### Task list
[A] From the CUDA vector addition post below, output the text starting with "I’m new in cuda" and going on through "int *c, int n)".
[B] Shorten the paragraph of the CUDA vector addition post that begins "I’m new in cuda programing" into a single sentence, keeping its main facts.
[C] For each statement below, answer yes or no according to the CUDA vector addition post, and quote the words that decide it.
(i) The kernel is launched with one block of N threads.
(ii) N is defined as 16.
(iii) The host arrays a, b and c are released with cudaFree.

### Excerpted passage
Hello.
I’m new in cuda programing and I’m trying to write code for CUDA “addition two vectors” .but I met a problem. if you can help me. this is the code .
#include “cuda_runtime.h”
#include “device_launch_parameters.h”
#include
#include <stdlib.h>
#include <stdio.h>
#include <stdio.h>
#include <stdio.h>
global void vecAdd(int *a, int *b, int *c, int n)
{
// Get our global thread ID
int id = threadIdx.x;
// Make sure we do not go out of bounds
if (id < n)
c[id] = a[id] + b[id];
}
#define N 8
void random_ints(int* a, int h)
{
}
int main(void){
int *a, *b, *c;
int *d_a, *d_b, *d_c;
int size = N*sizeof(int);
//aloueé l'espace pour les copie de a,b etc dans le device (gpu)
cudaMalloc((void**)& d_a, size);
cudaMalloc((void**)& d_b, size);
cudaMalloc((void**)& d_c, size);
//aloueé de l'espace des copies de a,b et c dans le host (cpu) et affecter les variables
a = (int *)malloc(size);random_ints(a, N);
b = (int*)malloc(size); random_ints(b, N);
c = (int*)malloc(size);
for (int i = 0; i < size; ++i)
{
a[i] = i;
b[i] = i;
c[i] = 0;
}
vecAdd(a, b, c,N);
//copier les affectation dans device (gpu)
cudaMemcpy(d_a, a, size, cudaMemcpyHostToDevice);
cudaMemcpy(d_a, b, size, cudaMemcpyHostToDevice);
//executer add() kernel dans le GPU avec N threads
vecAdd <<< 1, N >>> (d_a, d_b, d_c); // problem here
//copier le resultat du gpu
cudaMemcpy(c, d_c, size, cudaMemcpyDeviceToHost);
free(a); free(b); free(c);
cudaFree(d_a); cudaFree(d_b); cudaFree(d_c);
printf("\nPress any key to exit...");
char w;
scanf("%w", &w);
return 0;
}

### Dataset excerpts
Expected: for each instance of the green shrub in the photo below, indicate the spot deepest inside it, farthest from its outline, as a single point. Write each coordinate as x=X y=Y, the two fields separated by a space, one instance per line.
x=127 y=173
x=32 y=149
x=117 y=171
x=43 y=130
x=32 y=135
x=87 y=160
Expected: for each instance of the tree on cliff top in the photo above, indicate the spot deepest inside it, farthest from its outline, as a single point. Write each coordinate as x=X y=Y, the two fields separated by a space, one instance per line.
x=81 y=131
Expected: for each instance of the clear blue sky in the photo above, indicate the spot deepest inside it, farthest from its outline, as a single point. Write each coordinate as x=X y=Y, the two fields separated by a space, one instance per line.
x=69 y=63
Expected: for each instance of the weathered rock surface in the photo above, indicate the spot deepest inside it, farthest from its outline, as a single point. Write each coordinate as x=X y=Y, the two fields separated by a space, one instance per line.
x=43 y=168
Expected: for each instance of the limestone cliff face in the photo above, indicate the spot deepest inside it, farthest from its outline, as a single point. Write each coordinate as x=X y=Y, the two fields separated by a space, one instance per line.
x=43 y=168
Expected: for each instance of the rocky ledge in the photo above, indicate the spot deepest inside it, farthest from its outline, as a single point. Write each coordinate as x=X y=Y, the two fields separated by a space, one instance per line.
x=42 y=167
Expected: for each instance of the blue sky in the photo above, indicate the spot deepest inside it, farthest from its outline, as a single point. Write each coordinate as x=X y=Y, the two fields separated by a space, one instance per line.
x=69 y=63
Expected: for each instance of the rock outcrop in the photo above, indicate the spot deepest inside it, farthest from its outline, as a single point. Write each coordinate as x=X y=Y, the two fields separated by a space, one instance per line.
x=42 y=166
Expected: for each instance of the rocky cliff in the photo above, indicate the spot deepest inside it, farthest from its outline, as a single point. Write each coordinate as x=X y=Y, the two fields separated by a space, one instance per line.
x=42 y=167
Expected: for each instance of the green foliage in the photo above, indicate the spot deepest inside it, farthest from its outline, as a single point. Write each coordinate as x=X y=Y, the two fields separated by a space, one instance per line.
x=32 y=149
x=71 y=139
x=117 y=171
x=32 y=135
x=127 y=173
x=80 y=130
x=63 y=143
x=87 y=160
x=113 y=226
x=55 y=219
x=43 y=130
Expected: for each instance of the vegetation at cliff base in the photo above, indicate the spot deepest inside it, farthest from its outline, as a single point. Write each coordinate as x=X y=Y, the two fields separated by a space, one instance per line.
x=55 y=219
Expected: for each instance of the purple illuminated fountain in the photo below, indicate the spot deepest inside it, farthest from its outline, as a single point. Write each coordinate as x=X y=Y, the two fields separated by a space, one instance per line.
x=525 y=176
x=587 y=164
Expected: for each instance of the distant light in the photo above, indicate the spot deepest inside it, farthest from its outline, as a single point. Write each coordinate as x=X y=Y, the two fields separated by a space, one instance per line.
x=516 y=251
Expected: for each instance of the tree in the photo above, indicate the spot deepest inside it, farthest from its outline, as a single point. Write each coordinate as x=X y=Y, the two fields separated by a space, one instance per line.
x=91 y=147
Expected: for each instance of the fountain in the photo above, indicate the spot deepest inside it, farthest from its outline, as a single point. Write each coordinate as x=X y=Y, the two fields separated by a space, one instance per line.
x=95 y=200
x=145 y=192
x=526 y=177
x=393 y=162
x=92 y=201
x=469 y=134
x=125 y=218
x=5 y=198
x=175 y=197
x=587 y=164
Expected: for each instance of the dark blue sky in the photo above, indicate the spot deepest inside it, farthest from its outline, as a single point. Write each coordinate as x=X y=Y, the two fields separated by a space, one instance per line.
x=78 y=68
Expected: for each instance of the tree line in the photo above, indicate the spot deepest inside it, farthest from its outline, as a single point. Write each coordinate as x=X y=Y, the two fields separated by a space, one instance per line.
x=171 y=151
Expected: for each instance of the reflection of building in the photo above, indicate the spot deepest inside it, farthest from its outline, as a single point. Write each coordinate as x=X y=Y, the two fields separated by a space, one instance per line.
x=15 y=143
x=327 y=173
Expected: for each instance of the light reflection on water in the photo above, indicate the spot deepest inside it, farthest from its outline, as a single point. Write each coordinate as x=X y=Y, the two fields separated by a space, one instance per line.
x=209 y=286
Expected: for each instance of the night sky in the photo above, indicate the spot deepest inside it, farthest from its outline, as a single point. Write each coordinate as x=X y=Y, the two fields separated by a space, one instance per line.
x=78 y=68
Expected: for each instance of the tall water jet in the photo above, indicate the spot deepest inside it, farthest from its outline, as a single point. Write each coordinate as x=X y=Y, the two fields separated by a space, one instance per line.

### Set of answers
[A]
I’m new in cuda programing and I’m trying to write code for CUDA “addition two vectors” .but I met a problem. if you can help me. this is the code .
#include “cuda_runtime.h”
#include “device_launch_parameters.h”
#include
#include <stdlib.h>
#include <stdio.h>
#include <stdio.h>
#include <stdio.h>
global void vecAdd(int *a, int *b, int *c, int n)

[B] The writer is new to CUDA programming, is trying to write code that adds two vectors, has run into a problem, and asks for help with the code that follows.

[C]
(i) Yes: "vecAdd <<< 1, N >>>"
(ii) No: "#define N 8"
(iii) No: "free(a); free(b); free(c);"